>> start

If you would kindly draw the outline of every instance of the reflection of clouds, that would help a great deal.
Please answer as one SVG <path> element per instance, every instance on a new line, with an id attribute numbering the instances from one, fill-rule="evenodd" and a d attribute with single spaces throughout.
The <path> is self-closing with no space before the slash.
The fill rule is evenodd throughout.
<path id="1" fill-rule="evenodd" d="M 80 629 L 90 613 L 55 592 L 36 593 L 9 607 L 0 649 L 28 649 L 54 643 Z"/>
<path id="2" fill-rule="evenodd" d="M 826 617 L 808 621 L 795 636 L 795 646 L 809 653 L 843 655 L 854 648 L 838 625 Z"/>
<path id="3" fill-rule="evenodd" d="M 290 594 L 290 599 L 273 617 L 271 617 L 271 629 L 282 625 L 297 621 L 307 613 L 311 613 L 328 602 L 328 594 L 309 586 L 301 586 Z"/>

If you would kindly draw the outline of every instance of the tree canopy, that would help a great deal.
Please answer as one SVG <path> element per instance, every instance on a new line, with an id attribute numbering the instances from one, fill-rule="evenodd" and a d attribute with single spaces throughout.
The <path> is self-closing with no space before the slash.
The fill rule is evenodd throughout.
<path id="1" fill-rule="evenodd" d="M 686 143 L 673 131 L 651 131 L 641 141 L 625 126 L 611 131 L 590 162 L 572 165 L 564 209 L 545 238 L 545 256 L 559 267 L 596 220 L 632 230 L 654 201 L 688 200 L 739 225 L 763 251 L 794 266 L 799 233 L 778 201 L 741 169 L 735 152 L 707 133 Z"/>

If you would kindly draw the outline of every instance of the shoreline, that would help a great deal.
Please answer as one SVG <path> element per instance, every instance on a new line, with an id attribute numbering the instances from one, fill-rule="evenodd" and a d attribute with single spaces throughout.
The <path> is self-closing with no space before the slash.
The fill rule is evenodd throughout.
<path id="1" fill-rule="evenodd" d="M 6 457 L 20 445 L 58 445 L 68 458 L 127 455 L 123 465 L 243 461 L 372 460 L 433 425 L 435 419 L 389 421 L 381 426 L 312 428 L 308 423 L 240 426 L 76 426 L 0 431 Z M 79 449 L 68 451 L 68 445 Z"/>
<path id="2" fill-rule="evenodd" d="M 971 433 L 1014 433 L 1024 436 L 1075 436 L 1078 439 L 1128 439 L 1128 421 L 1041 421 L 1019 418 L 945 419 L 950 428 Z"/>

>> end

Express all the entries above as a Markdown table with the columns Row and Content, placing each nonblank line in its own row and numbering the rows consecutively. Omit the blank lines.

| Row | Content |
|---|---|
| 1 | If you would kindly draw the outline of every instance of the reflection of clouds, that would help a great deal. |
| 2 | Please answer as one SVG <path> element per instance, every instance on a new line, with an id attribute numbering the instances from one, fill-rule="evenodd" and a d attribute with single spaces throughout. |
| 3 | The <path> is self-closing with no space before the slash. |
| 4 | The fill rule is evenodd throughout. |
| 5 | <path id="1" fill-rule="evenodd" d="M 80 629 L 90 613 L 55 592 L 36 593 L 9 607 L 0 649 L 28 649 L 54 643 Z"/> |
| 6 | <path id="2" fill-rule="evenodd" d="M 826 617 L 808 621 L 795 636 L 795 646 L 809 653 L 843 655 L 854 648 L 838 625 Z"/> |
| 7 | <path id="3" fill-rule="evenodd" d="M 290 594 L 290 599 L 273 617 L 271 617 L 271 629 L 282 625 L 297 621 L 307 613 L 311 613 L 328 602 L 328 594 L 309 586 L 301 586 Z"/> |
| 8 | If you would kindly draw the outline of every instance of the tree canopy, that would help a great deal. |
| 9 | Please answer as one SVG <path> element per instance, every instance on a new line, with an id attribute numbering the instances from one, fill-rule="evenodd" and a d attribute with single spaces throughout. |
| 10 | The <path> is self-closing with no space before the slash. |
| 11 | The fill rule is evenodd throughout. |
| 12 | <path id="1" fill-rule="evenodd" d="M 686 143 L 673 131 L 651 131 L 641 141 L 625 126 L 611 131 L 590 162 L 572 165 L 564 209 L 545 238 L 545 256 L 559 267 L 596 220 L 632 230 L 654 201 L 688 200 L 739 225 L 763 251 L 794 266 L 799 233 L 778 201 L 741 169 L 735 152 L 707 133 Z"/> |
| 13 | If you would kindly draw the outline of every instance of the shoreline, that would help a great deal. |
| 14 | Please answer as one SVG <path> element per instance, every instance on a new line, with an id attribute numbering the instances from one, fill-rule="evenodd" and a d attribute with single spaces throughout. |
| 15 | The <path> is self-closing with no space before the slash. |
| 16 | The fill rule is evenodd throughout. |
| 17 | <path id="1" fill-rule="evenodd" d="M 6 457 L 20 445 L 58 445 L 68 458 L 127 455 L 123 465 L 243 461 L 372 460 L 433 425 L 435 419 L 389 421 L 381 426 L 312 428 L 308 423 L 240 426 L 76 426 L 0 431 Z M 79 449 L 68 451 L 68 445 Z"/> |
| 18 | <path id="2" fill-rule="evenodd" d="M 971 433 L 1014 433 L 1024 436 L 1075 436 L 1078 439 L 1128 439 L 1128 421 L 1041 421 L 1019 418 L 945 419 L 950 428 Z"/> |